• _REQUIRED TASK_:
Rewrite every line from the one containing "Can you see the teeth?" through the last of the entries, requests included, and add 134 to each point coordinate in the answers.

________________

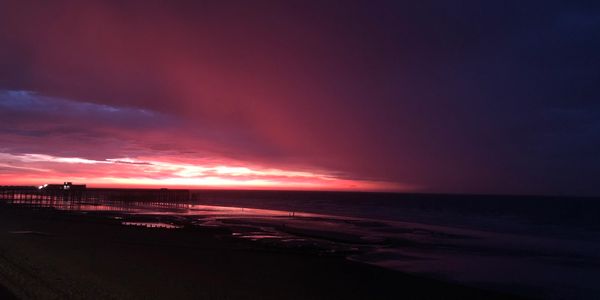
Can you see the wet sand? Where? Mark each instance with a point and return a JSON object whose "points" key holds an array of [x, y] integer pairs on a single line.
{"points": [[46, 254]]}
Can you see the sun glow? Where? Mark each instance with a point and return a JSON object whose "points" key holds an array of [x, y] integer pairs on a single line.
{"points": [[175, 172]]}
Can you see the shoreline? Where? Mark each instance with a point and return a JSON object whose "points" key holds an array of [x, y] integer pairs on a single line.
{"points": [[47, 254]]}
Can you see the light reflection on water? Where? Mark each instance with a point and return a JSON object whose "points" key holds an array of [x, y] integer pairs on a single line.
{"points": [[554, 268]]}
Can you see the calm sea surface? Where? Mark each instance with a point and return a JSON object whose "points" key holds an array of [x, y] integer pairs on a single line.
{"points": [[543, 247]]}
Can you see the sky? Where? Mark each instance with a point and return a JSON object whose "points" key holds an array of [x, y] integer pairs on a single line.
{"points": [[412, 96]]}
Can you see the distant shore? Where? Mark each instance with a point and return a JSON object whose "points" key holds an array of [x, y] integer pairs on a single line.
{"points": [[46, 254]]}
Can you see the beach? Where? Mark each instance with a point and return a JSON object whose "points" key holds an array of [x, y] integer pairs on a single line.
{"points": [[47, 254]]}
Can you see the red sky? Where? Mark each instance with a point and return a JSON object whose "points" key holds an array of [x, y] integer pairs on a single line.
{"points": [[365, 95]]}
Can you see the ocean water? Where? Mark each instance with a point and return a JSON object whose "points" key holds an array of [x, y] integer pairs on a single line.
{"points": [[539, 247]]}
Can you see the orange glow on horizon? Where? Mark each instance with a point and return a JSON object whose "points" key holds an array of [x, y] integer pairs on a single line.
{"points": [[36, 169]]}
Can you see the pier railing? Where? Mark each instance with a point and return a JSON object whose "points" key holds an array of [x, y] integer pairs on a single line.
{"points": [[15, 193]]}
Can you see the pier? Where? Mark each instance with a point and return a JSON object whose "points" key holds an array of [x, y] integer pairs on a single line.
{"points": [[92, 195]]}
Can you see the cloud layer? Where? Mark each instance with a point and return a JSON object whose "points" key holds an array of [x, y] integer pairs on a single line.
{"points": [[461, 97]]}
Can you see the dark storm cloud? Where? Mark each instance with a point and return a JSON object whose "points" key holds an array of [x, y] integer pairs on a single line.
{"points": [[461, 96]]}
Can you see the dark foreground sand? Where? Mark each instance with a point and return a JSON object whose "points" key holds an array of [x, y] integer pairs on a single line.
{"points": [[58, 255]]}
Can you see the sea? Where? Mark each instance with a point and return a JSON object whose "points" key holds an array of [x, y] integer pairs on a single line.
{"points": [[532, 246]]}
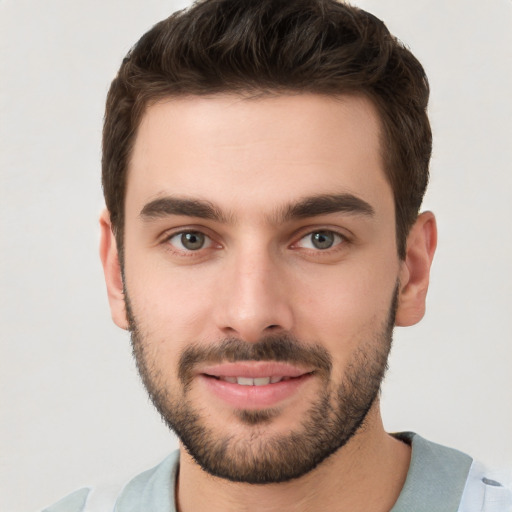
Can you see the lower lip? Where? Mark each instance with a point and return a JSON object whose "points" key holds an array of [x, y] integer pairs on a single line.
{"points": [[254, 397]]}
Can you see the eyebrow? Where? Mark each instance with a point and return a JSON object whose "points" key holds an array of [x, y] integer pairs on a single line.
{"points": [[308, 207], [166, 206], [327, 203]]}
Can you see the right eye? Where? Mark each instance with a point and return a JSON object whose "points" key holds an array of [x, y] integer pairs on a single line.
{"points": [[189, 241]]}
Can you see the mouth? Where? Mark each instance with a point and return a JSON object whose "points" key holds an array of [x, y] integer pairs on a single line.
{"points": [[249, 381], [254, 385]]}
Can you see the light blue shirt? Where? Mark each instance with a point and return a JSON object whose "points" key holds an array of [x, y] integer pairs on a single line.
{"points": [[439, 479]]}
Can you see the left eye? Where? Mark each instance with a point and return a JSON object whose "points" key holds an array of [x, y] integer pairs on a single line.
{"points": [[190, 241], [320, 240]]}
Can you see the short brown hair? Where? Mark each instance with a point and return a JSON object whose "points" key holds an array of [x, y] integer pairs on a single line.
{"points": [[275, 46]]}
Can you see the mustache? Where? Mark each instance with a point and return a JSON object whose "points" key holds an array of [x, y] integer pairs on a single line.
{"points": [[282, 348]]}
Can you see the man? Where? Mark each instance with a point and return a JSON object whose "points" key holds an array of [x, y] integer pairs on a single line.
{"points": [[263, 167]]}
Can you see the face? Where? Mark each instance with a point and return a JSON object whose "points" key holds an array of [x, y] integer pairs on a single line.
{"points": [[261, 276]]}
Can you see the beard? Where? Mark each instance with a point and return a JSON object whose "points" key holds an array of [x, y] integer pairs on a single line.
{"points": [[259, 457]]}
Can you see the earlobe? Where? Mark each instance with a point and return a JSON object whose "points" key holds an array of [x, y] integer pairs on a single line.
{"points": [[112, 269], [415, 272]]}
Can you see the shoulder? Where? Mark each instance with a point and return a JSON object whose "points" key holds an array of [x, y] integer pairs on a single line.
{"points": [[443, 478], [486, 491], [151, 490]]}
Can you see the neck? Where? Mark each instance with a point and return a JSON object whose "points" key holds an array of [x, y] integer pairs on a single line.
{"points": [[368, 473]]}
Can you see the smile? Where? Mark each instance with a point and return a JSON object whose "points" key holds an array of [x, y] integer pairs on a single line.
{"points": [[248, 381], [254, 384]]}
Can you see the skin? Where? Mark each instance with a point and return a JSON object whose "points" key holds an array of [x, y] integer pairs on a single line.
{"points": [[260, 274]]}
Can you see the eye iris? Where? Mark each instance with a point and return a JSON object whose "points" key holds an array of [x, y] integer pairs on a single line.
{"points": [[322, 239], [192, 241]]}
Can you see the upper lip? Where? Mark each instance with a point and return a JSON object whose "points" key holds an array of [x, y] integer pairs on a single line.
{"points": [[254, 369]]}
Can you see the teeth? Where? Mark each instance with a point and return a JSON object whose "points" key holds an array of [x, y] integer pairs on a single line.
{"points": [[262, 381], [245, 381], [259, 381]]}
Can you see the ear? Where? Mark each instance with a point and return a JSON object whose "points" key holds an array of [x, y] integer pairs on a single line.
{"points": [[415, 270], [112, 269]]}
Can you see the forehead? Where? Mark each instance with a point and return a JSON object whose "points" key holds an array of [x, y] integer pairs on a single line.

________________

• _FINISHED ANSWER_:
Can you see the teeth? Where? Mark each instance with a point and return a JSON object whose "points" key holds an array of [x, y] integer pairs on a single line.
{"points": [[396, 515], [379, 515], [393, 515]]}
Can you see the ear? Where? Mark each instance with a point and return a JSON object whose "points" key holds an array of [x, y] integer pairs on a single line.
{"points": [[549, 404], [246, 403]]}
Can you see the forehead? Where? Mark each instance with a point and return a JSON object whose "points" key holds an array of [x, y] integer pairs on a single line.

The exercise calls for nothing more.